Collection entries:
'''
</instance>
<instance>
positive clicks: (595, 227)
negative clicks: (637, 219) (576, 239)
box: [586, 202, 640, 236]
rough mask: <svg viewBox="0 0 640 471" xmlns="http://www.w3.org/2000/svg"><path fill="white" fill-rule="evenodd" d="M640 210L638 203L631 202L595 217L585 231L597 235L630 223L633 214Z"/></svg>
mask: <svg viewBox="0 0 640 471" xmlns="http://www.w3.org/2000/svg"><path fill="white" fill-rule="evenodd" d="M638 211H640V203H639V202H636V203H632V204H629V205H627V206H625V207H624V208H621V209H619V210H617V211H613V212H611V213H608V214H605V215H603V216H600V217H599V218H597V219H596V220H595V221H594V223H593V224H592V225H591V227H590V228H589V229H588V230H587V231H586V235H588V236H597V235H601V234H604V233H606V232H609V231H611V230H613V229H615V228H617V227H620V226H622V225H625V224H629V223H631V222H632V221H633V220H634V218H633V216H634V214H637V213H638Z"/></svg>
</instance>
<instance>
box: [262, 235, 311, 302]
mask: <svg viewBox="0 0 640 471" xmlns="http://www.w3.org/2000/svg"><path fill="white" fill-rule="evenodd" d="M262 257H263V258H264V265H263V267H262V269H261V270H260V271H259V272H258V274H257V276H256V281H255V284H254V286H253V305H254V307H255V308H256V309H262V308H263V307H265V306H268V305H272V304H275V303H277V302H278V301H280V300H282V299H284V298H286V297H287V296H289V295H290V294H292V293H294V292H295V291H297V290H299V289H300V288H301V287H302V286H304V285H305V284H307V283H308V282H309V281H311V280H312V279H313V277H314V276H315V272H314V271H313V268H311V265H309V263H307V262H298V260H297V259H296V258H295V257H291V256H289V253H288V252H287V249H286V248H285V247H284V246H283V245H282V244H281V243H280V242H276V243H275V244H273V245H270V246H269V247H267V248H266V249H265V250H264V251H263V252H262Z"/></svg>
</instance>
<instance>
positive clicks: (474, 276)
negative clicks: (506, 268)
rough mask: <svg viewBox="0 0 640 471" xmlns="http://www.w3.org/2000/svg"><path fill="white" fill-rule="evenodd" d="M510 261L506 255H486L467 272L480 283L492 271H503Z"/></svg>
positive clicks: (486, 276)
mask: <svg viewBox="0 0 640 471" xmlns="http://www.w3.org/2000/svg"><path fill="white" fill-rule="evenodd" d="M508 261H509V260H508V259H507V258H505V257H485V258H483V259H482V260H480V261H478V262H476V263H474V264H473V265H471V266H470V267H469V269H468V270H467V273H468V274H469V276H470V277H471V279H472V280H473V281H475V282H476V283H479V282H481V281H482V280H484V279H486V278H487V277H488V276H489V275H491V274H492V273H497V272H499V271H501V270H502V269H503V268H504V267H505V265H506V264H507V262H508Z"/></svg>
'''
▶ THE TASK
Check the data line by line and report how many lines contain "negative" as a word or string, giving nothing besides the number.

▶ EXERCISE SOLUTION
2